# Prompt:
Reproduce the items word for word, from the very beginning up to and including the line with "[331,250,341,271]".

# Dataset excerpts:

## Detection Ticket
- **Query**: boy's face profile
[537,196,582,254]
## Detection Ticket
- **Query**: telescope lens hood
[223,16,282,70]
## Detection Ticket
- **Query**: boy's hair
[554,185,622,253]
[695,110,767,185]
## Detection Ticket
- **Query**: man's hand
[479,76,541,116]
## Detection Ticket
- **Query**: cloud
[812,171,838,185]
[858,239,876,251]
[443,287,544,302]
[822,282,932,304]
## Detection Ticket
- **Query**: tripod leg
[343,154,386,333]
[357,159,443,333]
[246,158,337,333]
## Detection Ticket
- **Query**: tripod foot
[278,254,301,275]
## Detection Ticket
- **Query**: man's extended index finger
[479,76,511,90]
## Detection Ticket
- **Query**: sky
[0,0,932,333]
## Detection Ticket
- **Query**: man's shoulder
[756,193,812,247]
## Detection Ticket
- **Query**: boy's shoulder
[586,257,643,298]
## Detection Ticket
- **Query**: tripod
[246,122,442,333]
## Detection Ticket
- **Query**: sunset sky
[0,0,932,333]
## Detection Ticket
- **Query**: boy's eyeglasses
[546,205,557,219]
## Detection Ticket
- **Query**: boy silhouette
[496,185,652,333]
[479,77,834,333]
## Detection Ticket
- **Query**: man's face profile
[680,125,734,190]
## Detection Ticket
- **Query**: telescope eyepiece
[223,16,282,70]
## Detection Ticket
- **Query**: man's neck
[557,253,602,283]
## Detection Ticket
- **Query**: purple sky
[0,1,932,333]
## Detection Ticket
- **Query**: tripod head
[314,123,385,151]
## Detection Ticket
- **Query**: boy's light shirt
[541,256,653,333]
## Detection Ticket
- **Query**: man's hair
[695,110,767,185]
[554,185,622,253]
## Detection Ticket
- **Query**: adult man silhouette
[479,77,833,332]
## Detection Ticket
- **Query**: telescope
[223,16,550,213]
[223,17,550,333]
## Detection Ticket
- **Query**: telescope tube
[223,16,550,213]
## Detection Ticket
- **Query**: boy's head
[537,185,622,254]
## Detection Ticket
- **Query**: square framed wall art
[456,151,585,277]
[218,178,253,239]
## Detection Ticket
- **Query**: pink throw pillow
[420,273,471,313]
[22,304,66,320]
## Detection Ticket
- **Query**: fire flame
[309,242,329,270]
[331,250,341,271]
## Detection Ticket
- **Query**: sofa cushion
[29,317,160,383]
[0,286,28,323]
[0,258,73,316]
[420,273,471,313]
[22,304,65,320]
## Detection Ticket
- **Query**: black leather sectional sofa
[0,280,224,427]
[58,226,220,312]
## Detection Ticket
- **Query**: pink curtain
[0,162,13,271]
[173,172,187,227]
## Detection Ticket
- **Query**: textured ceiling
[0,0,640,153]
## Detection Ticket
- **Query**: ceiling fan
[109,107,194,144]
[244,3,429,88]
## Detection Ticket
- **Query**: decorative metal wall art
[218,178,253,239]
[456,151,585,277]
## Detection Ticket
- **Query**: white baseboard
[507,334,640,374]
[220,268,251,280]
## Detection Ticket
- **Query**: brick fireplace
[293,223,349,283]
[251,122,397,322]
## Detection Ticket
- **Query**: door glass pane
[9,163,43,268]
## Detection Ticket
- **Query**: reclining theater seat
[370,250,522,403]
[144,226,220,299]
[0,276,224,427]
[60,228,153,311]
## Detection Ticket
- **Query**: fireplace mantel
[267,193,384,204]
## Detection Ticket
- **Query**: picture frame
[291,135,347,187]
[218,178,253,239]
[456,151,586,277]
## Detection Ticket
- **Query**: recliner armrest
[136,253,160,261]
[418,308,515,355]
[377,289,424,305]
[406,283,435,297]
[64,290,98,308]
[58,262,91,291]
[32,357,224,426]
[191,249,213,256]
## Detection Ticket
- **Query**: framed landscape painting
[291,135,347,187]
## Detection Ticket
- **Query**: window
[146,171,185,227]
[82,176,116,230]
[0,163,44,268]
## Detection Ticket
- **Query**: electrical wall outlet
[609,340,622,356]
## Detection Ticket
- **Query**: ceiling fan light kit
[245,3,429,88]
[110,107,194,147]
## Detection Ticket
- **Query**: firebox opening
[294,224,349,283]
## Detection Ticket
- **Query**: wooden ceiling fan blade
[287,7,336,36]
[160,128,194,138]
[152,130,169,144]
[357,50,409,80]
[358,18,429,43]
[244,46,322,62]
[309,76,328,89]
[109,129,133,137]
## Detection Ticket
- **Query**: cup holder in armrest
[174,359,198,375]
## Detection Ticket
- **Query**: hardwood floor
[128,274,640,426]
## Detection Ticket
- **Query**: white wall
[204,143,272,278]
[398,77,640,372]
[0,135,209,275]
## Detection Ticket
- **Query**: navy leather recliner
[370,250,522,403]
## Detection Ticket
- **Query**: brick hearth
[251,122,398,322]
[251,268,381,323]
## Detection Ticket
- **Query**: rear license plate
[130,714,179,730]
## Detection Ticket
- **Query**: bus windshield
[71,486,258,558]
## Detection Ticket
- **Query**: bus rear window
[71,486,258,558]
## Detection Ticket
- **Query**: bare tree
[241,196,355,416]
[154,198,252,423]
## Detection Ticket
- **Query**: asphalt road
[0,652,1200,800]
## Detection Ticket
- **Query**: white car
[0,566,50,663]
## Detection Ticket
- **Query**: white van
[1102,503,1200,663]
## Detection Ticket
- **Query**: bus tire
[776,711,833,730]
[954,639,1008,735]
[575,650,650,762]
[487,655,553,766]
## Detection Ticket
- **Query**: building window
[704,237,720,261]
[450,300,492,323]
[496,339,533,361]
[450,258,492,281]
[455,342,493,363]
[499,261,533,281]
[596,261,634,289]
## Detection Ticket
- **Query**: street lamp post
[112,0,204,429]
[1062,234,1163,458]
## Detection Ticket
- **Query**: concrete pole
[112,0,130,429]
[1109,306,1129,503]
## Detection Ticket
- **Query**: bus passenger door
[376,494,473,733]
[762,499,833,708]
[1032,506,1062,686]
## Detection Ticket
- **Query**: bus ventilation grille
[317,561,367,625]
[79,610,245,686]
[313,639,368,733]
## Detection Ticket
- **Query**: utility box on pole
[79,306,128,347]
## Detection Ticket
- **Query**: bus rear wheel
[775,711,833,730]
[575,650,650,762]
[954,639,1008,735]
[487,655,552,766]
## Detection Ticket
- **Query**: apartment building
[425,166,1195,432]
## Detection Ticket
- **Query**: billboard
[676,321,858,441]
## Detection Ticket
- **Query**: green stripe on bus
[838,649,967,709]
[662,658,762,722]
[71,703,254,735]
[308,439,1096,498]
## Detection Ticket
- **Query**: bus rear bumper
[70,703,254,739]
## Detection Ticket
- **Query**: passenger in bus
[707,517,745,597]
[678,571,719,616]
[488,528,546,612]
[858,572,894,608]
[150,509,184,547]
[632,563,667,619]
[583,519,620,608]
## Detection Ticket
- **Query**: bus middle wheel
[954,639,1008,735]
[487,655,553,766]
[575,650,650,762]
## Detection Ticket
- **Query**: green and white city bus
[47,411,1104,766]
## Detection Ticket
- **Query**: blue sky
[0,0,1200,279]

# Answer to this problem:
## Detection Ticket
- **Query**: boy's face profile
[537,196,582,254]
## Detection Ticket
- **Query**: telescope lens hood
[223,16,282,70]
## Detection Ticket
- **Query**: boy's hair
[554,185,622,253]
[695,110,767,185]
## Detection Ticket
- **Query**: man's hand
[479,76,541,116]
## Detection Ticket
- **Query**: cloud
[812,171,838,185]
[858,239,876,251]
[443,287,544,302]
[822,282,932,304]
## Detection Ticket
- **Query**: tripod leg
[343,154,386,333]
[357,159,443,333]
[246,158,337,333]
## Detection Ticket
- **Query**: tripod foot
[278,254,301,275]
## Detection Ticket
- **Query**: man's extended index finger
[479,76,511,90]
## Detection Ticket
- **Query**: sky
[0,0,932,333]
## Detection Ticket
- **Query**: man's shoulder
[756,193,812,247]
## Detection Ticket
- **Query**: boy's shoulder
[586,257,643,298]
## Detection Ticket
- **Query**: tripod
[246,122,442,333]
## Detection Ticket
- **Query**: sunset sky
[0,0,932,333]
## Detection Ticket
- **Query**: boy's eyeglasses
[546,205,557,219]
## Detection Ticket
- **Query**: boy silhouette
[496,185,652,333]
[479,77,834,333]
## Detection Ticket
- **Query**: man's face profile
[680,125,734,190]
## Detection Ticket
- **Query**: telescope eyepiece
[223,16,282,70]
## Detection Ticket
- **Query**: man's neck
[557,253,602,283]
## Detection Ticket
- **Query**: purple sky
[0,1,932,333]
## Detection Ticket
- **Query**: tripod head
[314,123,385,151]
## Detection Ticket
- **Query**: boy's light shirt
[541,256,653,333]
## Detection Ticket
- **Query**: man's hair
[695,110,767,185]
[554,185,622,253]
## Detection Ticket
- **Query**: adult man silhouette
[479,77,833,332]
## Detection Ticket
- **Query**: telescope
[223,16,550,213]
[223,17,550,333]
## Detection Ticket
- **Query**: telescope tube
[223,16,550,213]
## Detection Ticket
- **Query**: boy's head
[537,185,622,254]
## Detection Ticket
- **Query**: square framed wall art
[456,151,585,277]
[218,178,253,239]
## Detection Ticket
- **Query**: pink throw pillow
[420,273,471,313]
[22,304,66,320]
## Detection Ticket
- **Query**: fire flame
[309,242,329,270]
[331,250,341,271]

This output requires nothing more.